→ AIM OF THE EXERCISE
Lay out the lines below as a Markdown table with the columns No. and Line, giving each line its row number and leaving out blank lines and pictures.
=-=-=-=-=
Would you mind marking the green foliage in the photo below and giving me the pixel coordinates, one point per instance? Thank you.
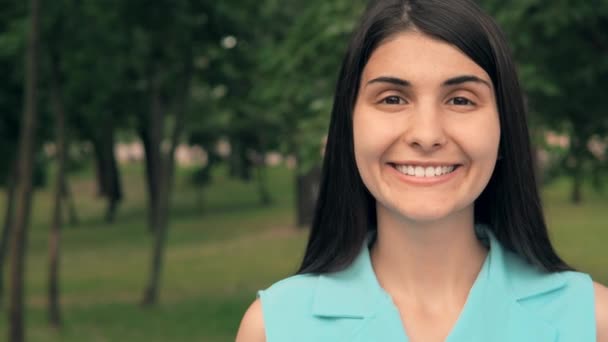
(561, 49)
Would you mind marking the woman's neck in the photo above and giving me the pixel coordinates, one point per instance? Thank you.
(431, 265)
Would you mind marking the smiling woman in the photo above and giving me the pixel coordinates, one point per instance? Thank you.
(428, 224)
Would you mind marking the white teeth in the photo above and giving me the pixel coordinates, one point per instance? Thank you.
(420, 171)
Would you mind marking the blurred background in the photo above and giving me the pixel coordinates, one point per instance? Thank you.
(160, 159)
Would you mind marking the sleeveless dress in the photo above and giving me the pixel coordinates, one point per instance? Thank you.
(509, 301)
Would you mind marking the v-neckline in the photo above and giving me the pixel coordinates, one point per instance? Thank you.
(458, 331)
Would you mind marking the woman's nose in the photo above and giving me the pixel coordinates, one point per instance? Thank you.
(425, 131)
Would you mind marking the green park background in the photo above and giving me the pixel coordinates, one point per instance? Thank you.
(192, 131)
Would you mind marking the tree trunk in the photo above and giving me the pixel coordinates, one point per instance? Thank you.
(578, 150)
(56, 222)
(151, 134)
(23, 190)
(307, 191)
(263, 192)
(8, 223)
(112, 177)
(108, 178)
(151, 170)
(576, 196)
(166, 161)
(100, 167)
(68, 197)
=-=-=-=-=
→ RESULT OF THE TASK
| No. | Line |
|---|---|
| 1 | Would you mind marking the green foliage in the photo below and giving me the pixel coordinates, one point per instance? Thank you. |
| 2 | (561, 49) |
| 3 | Would you mind marking the woman's neck in the photo above and giving me the pixel coordinates, one point per instance? Thank you. |
| 4 | (431, 265) |
| 5 | Would you mind marking the smiling woman in the photo above and giving me the pixel coordinates, one point per instance? Thank you. |
| 6 | (428, 224) |
| 7 | Would you mind marking the white teeth in the photo above and giving me the pixel coordinates, one point per instance? Thank you. |
| 8 | (420, 171) |
| 9 | Would you mind marking the blurred background in the photo above and giving me the pixel coordinates, one point per instance? Thank you. |
| 10 | (160, 159) |
| 11 | Would you mind marking the sleeveless dress in the photo above and giving me the pixel coordinates, one point per instance? Thank you. |
| 12 | (509, 301) |
| 13 | Would you mind marking the v-neckline in the photo above and giving me the pixel coordinates, one point per instance? Thank you. |
| 14 | (458, 331) |
| 15 | Would you mind marking the woman's nose in the photo above and giving me the pixel coordinates, one point per instance? Thank you. |
| 16 | (425, 131) |
| 17 | Would you mind marking the green park background in the photo above and giving me the pixel coordinates, one point per instance? Thank you. |
| 18 | (192, 131) |
| 19 | Would you mind marking the tree trunk in the photo above and giving me the pixel coordinates, one point per instance? Thank you. |
| 20 | (578, 150) |
| 21 | (56, 222) |
| 22 | (151, 134) |
| 23 | (23, 190) |
| 24 | (307, 191) |
| 25 | (263, 192) |
| 26 | (8, 223) |
| 27 | (112, 177) |
| 28 | (108, 178) |
| 29 | (151, 170) |
| 30 | (576, 196) |
| 31 | (166, 161) |
| 32 | (100, 167) |
| 33 | (68, 197) |